Point placement records:
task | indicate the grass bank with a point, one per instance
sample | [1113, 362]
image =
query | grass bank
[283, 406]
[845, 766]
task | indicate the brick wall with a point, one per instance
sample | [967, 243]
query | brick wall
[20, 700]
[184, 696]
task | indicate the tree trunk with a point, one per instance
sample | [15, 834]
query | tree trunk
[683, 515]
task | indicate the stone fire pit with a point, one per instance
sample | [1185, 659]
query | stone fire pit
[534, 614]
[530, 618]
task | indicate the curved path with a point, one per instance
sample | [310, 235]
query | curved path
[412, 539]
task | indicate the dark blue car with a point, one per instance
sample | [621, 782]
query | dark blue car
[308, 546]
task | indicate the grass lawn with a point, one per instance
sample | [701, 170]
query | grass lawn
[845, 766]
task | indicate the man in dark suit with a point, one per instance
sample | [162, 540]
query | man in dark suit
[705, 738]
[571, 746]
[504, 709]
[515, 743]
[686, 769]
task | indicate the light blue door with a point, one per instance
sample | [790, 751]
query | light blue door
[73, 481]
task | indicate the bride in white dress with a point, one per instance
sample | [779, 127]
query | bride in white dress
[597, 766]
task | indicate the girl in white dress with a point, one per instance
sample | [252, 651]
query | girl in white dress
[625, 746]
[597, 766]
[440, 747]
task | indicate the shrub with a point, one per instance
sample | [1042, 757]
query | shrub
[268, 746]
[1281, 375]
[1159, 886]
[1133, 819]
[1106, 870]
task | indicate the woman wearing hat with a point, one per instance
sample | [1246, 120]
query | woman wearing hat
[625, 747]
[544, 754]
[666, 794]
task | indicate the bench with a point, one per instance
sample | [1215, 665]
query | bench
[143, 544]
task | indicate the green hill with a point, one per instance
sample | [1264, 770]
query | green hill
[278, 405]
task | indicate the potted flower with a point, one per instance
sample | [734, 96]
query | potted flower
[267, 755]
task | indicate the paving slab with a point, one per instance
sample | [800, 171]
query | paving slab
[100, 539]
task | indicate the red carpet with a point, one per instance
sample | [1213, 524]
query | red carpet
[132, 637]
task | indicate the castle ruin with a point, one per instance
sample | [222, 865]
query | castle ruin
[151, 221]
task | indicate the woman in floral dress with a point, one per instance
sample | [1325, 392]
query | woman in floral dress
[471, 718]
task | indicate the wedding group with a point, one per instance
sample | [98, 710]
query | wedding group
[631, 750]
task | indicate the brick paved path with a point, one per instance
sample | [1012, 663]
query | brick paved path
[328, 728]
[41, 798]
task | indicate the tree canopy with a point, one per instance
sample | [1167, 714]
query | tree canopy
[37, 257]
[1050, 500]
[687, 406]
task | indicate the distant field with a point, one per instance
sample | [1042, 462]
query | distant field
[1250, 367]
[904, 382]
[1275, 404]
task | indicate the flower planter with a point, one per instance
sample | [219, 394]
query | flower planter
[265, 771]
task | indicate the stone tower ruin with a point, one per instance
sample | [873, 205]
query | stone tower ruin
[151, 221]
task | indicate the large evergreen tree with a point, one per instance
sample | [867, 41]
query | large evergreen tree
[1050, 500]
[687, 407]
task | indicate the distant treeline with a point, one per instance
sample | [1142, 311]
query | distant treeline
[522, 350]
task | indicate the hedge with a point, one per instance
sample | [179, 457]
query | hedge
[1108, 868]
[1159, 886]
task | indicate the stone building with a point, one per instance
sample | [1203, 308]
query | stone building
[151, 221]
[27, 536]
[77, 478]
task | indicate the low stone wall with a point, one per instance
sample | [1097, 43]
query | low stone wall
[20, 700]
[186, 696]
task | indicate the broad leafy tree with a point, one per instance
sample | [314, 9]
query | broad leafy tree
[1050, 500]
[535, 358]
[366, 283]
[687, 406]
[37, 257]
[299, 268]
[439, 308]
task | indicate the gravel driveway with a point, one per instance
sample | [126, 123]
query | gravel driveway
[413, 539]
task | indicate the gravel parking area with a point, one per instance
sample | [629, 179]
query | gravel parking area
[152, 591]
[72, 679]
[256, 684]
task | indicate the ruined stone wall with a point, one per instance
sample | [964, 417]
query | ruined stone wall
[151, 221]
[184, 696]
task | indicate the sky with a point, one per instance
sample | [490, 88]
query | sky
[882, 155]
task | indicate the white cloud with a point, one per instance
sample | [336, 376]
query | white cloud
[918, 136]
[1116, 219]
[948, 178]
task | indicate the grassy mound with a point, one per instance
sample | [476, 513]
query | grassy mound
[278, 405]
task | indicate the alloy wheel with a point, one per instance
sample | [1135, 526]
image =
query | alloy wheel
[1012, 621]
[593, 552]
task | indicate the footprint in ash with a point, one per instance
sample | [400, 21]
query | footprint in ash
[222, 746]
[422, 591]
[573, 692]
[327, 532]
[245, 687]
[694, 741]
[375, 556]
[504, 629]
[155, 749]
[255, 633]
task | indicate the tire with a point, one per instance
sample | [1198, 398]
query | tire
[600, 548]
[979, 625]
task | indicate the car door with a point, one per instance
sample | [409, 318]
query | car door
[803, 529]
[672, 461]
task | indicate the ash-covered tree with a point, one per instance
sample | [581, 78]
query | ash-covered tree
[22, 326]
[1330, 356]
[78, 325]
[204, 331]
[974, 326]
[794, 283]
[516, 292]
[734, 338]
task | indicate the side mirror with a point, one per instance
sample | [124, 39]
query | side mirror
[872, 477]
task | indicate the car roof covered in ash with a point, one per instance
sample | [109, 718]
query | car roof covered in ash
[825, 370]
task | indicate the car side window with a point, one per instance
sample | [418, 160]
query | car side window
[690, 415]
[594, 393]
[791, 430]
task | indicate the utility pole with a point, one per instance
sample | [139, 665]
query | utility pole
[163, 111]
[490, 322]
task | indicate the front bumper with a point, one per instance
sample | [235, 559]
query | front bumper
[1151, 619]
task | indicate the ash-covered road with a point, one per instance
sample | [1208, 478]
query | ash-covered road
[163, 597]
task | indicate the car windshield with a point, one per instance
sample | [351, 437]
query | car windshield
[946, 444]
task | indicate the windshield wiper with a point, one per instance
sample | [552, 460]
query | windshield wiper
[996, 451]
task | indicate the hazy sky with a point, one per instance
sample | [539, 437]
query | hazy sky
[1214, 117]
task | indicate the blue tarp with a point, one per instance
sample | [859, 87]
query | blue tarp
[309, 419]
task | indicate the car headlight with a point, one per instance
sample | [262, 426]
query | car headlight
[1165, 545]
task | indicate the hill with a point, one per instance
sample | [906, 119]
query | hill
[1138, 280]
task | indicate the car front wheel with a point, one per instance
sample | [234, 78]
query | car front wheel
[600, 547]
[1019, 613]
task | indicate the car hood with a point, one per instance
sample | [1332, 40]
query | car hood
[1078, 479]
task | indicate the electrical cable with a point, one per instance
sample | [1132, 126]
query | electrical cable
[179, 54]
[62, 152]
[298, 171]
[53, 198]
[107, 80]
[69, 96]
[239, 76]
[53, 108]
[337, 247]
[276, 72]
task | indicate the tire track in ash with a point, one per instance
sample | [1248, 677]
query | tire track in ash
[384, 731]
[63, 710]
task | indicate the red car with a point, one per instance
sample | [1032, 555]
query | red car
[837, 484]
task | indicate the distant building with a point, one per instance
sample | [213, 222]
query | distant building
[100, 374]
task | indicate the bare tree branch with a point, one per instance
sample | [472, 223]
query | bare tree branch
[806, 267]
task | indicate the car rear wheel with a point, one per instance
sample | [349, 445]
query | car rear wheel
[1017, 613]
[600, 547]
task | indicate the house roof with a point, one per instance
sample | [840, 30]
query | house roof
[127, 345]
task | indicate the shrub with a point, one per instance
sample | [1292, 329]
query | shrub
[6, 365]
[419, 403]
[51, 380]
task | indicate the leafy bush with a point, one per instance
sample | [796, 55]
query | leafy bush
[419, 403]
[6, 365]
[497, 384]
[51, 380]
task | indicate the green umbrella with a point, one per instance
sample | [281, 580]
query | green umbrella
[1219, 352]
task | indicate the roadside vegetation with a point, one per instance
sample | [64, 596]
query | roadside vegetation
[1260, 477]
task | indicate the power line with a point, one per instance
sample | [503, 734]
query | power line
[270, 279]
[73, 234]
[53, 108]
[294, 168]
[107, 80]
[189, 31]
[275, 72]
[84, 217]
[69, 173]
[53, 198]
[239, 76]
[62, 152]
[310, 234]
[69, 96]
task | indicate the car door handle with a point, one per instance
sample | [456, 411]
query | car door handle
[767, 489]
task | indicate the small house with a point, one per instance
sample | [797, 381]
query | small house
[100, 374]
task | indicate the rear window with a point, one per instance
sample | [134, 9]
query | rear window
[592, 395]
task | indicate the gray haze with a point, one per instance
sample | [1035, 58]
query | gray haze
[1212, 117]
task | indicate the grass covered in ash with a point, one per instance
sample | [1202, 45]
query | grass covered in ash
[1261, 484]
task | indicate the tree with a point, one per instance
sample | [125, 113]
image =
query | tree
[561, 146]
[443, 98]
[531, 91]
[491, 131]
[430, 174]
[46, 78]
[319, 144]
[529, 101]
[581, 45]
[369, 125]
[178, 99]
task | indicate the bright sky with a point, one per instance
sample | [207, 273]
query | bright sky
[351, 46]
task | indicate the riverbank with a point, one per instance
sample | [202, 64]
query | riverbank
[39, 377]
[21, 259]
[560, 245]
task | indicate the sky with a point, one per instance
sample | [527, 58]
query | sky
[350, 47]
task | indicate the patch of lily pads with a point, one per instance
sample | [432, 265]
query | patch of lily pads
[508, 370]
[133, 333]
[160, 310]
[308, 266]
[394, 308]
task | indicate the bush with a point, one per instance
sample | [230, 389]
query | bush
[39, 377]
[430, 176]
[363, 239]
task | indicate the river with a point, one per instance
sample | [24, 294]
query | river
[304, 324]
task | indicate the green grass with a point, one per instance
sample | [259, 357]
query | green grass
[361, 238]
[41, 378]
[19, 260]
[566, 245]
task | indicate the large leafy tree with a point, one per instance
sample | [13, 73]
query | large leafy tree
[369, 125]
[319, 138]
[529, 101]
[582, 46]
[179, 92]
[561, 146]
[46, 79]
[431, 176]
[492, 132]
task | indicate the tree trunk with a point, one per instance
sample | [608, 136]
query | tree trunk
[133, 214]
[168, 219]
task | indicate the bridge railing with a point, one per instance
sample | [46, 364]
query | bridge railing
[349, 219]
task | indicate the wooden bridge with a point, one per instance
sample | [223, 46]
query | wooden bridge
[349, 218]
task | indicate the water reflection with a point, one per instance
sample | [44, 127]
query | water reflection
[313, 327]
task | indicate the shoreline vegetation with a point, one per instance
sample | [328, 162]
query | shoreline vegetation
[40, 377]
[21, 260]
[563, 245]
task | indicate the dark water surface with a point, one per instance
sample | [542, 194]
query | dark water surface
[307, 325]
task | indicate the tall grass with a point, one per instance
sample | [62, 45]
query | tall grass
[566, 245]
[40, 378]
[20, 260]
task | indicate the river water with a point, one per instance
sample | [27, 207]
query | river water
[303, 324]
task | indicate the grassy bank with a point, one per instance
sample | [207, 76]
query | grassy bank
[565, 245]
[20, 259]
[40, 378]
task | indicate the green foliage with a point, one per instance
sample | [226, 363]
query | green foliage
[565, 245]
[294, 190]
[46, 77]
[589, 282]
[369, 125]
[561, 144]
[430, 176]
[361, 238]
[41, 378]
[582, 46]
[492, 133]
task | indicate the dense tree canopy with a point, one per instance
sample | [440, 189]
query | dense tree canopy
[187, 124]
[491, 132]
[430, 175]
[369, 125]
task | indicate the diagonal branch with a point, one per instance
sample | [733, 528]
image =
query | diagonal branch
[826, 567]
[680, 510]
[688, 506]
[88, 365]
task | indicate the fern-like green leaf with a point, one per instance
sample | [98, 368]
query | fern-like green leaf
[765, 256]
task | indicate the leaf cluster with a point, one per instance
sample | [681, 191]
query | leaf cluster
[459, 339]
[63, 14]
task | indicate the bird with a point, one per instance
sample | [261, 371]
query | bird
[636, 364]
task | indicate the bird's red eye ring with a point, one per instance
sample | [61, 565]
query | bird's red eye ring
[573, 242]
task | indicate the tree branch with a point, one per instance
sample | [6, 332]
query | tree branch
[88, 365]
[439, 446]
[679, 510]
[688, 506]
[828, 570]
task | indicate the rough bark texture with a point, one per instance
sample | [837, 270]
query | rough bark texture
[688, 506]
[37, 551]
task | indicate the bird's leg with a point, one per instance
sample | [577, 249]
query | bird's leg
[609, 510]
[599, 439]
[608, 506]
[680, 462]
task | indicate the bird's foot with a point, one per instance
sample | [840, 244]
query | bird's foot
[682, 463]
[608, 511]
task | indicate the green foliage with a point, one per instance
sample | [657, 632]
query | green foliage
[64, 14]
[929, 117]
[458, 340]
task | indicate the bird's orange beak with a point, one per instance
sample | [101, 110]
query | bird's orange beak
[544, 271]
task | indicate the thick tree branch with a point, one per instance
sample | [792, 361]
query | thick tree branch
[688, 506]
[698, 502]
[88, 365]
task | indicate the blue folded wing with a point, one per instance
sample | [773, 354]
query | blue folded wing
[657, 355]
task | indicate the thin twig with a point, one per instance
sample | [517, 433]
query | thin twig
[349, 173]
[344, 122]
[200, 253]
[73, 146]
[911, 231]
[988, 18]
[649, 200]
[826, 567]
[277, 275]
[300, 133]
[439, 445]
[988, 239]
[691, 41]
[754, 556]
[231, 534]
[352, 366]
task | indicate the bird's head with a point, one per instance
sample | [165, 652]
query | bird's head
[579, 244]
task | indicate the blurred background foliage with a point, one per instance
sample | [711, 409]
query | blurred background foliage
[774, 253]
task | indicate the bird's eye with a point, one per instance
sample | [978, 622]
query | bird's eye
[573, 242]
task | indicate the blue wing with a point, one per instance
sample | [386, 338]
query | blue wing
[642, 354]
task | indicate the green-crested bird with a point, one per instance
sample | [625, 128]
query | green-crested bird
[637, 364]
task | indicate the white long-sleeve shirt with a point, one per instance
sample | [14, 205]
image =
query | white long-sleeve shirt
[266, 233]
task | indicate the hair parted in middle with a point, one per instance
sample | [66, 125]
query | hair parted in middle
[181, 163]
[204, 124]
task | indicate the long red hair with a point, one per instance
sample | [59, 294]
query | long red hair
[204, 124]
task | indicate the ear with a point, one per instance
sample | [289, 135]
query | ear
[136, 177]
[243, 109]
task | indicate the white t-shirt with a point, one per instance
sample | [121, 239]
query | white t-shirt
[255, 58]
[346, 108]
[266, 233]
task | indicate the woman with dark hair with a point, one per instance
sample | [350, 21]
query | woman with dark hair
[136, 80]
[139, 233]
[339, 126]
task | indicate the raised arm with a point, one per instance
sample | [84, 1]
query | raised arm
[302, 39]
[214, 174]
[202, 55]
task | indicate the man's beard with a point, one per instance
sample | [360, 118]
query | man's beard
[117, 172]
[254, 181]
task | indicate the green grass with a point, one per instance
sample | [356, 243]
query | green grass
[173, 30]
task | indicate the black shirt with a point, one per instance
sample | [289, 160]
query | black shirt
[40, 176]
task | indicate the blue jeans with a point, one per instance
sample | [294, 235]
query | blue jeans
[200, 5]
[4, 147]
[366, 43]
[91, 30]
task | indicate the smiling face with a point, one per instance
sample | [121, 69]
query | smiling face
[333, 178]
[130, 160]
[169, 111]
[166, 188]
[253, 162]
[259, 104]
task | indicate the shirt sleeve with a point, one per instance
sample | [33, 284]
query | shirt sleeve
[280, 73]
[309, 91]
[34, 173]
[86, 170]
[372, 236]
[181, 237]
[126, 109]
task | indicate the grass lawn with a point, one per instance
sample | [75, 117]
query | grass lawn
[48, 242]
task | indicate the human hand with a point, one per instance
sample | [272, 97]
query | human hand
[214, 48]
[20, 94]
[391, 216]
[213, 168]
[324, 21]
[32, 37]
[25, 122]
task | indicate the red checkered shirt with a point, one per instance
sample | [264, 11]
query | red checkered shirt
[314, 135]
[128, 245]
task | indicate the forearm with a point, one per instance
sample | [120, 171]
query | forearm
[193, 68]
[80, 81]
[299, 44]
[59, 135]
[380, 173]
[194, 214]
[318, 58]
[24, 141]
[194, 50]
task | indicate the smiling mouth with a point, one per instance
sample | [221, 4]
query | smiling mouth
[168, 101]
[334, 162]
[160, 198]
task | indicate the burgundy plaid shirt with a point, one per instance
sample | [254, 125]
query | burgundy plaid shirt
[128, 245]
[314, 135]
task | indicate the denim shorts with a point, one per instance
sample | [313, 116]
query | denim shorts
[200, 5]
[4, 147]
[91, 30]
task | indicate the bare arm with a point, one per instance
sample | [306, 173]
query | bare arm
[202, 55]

• _INSTRUCTIONS TO FOLLOW_:
Can you quote exactly the lines from the one containing "task | indicate the blue jeans" through the last line of the records above, and nothing else?

• _RESPONSE_:
task | indicate the blue jeans with a point, one per instance
sample | [294, 235]
query | blue jeans
[200, 5]
[4, 147]
[366, 43]
[91, 30]
task | indicate the smiling face with a point, one per instance
sample | [121, 69]
query | smiling face
[333, 178]
[130, 160]
[169, 111]
[166, 188]
[253, 162]
[259, 104]
task | indicate the shirt sleeve with a point, one per instance
sample | [33, 284]
query | shirt sleeve
[280, 73]
[309, 91]
[34, 173]
[86, 170]
[372, 236]
[181, 237]
[126, 109]
task | indicate the grass lawn with a point, one per instance
sample | [75, 117]
query | grass lawn
[48, 242]
task | indicate the human hand with a point, one per instance
sample | [272, 97]
query | human hand
[214, 48]
[20, 94]
[391, 216]
[213, 168]
[324, 21]
[32, 37]
[25, 122]
task | indicate the red checkered shirt with a point, one per instance
sample | [264, 11]
query | red checkered shirt
[314, 135]
[128, 245]
task | indicate the forearm with a point, one per instance
sample | [120, 171]
query | forearm
[193, 68]
[80, 81]
[299, 44]
[59, 135]
[380, 173]
[194, 214]
[318, 58]
[24, 141]
[194, 50]
task | indicate the smiling mouth with a point, one per instance
sample | [221, 4]
query | smiling mouth
[168, 101]
[334, 162]
[160, 198]
task | indicate the burgundy plaid shirt with a point, one per instance
sample | [254, 125]
query | burgundy plaid shirt
[128, 245]
[314, 135]
task | indicate the denim shorts with a point, one per instance
sample | [313, 116]
query | denim shorts
[200, 5]
[4, 147]
[91, 30]
task | indicate the bare arm with a point, one per instance
sample | [306, 173]
query | bare arm
[202, 55]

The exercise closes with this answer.